#### PARTS OF THE EXERCISE
A – According to the COVID-19 report, how many new cases were recorded in the United States on Monday?
B – Print the COVID-19 report from "A worker sanitizes" to "day in a row.".

#### SOURCE TEXT
[Start of section]

A worker sanitizes areas at a COVID-19 vaccination site in Livingston, N.J., on Monday. Photo by John Angelillo/UPI | License Photo
Jan. 12 (UPI) -- New COVID-19 cases and deaths in the United States both declined slightly on Monday, but the day's national case count remained above 200,000 for the seventh day in a row.
According to updated data Tuesday from Johns Hopkins University, there were 204,700 new cases and a little more than 1,700 coronavirus deaths.
Of the 11 days in January so far, the daily case figure has exceeded 200,000 in 10 of them.
Health experts say the persistent infection levels this month are due partly to some Americans ignoring advice against travel and attending large family gatherings during the holiday season last month.
Since the start of the pandemic, there have been 22.62 million coronavirus cases and about 376,300 related deaths in the United States, according to Johns Hopkins. More than 30,000 have died so far in 2021.

[End of section]

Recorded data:
[Start of section]

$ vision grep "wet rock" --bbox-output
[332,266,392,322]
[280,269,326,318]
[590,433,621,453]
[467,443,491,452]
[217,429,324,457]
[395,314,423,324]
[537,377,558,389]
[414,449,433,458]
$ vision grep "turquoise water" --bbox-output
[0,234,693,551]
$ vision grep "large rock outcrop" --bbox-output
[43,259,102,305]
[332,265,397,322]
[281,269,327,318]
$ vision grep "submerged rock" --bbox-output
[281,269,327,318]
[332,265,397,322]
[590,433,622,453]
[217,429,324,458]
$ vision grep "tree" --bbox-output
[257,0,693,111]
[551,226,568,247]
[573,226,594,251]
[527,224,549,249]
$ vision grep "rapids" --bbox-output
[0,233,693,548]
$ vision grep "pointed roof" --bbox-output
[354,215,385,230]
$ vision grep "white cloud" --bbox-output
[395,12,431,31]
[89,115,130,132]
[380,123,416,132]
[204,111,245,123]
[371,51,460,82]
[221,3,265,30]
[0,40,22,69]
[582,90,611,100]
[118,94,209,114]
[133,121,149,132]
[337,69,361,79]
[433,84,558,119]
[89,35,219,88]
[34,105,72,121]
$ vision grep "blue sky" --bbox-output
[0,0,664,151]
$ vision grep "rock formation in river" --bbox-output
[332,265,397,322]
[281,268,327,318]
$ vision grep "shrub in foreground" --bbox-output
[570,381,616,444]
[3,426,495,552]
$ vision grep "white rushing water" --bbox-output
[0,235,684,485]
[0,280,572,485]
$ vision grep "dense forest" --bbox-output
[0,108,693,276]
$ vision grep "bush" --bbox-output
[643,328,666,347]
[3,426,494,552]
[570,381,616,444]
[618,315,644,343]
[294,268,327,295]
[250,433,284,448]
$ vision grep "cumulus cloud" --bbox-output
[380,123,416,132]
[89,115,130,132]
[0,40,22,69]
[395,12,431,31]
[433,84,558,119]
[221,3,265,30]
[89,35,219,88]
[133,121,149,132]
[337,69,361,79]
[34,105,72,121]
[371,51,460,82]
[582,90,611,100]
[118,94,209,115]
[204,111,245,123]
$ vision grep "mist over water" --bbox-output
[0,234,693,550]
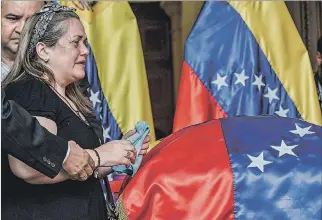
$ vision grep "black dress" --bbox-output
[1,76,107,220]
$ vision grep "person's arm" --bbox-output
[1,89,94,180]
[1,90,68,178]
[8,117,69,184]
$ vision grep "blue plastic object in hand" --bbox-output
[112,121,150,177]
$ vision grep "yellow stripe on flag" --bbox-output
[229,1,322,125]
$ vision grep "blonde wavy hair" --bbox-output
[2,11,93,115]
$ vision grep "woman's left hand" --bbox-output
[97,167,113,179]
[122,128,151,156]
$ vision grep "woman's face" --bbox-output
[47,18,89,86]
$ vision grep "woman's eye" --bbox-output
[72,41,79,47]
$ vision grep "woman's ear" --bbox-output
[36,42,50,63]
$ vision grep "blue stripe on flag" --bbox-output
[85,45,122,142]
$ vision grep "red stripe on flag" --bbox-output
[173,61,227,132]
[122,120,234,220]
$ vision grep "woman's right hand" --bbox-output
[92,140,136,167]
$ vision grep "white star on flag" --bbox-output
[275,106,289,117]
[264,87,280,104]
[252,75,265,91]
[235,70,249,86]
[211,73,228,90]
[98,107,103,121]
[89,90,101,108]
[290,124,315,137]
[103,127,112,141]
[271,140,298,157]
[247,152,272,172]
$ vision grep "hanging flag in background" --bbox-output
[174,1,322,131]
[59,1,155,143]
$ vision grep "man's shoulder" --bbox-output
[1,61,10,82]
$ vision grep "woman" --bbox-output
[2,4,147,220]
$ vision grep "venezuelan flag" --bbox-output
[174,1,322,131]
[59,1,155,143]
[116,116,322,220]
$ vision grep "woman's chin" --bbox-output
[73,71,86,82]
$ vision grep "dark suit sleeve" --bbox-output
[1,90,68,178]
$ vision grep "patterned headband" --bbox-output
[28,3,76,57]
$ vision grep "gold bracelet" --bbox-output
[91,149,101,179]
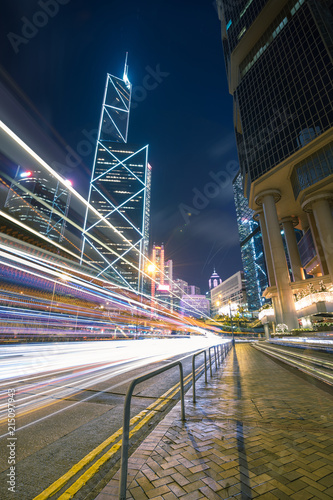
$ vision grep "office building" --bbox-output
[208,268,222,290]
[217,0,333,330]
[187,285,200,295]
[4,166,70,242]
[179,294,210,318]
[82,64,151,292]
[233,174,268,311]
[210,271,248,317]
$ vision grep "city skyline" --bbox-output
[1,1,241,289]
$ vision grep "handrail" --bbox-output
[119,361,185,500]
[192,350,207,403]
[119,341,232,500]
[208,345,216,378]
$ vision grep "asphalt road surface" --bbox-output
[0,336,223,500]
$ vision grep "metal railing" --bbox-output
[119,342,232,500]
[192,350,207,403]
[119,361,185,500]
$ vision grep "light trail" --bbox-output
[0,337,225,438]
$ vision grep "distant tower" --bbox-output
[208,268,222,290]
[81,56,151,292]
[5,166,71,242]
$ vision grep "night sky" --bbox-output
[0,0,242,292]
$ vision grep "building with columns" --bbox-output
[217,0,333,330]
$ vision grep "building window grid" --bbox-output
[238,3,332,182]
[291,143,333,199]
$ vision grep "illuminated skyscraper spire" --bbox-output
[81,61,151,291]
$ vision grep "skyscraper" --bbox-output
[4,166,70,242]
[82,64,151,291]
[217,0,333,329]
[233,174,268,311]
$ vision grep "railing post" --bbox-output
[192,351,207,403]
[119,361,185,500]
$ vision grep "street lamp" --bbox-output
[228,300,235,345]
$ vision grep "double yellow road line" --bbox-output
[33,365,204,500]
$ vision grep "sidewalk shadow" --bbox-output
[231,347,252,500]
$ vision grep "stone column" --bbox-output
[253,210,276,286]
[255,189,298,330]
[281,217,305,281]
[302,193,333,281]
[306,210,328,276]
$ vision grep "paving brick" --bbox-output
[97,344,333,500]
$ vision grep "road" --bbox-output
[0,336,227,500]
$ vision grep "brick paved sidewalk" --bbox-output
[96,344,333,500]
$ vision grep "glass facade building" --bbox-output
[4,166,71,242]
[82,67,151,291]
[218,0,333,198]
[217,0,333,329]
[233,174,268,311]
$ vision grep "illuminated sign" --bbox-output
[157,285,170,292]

[End of section]

#### REPLIES
A – There were 204,700 new cases.

B –
A worker sanitizes areas at a COVID-19 vaccination site in Livingston, N.J., on Monday. Photo by John Angelillo/UPI | License Photo
Jan. 12 (UPI) -- New COVID-19 cases and deaths in the United States both declined slightly on Monday, but the day's national case count remained above 200,000 for the seventh day in a row.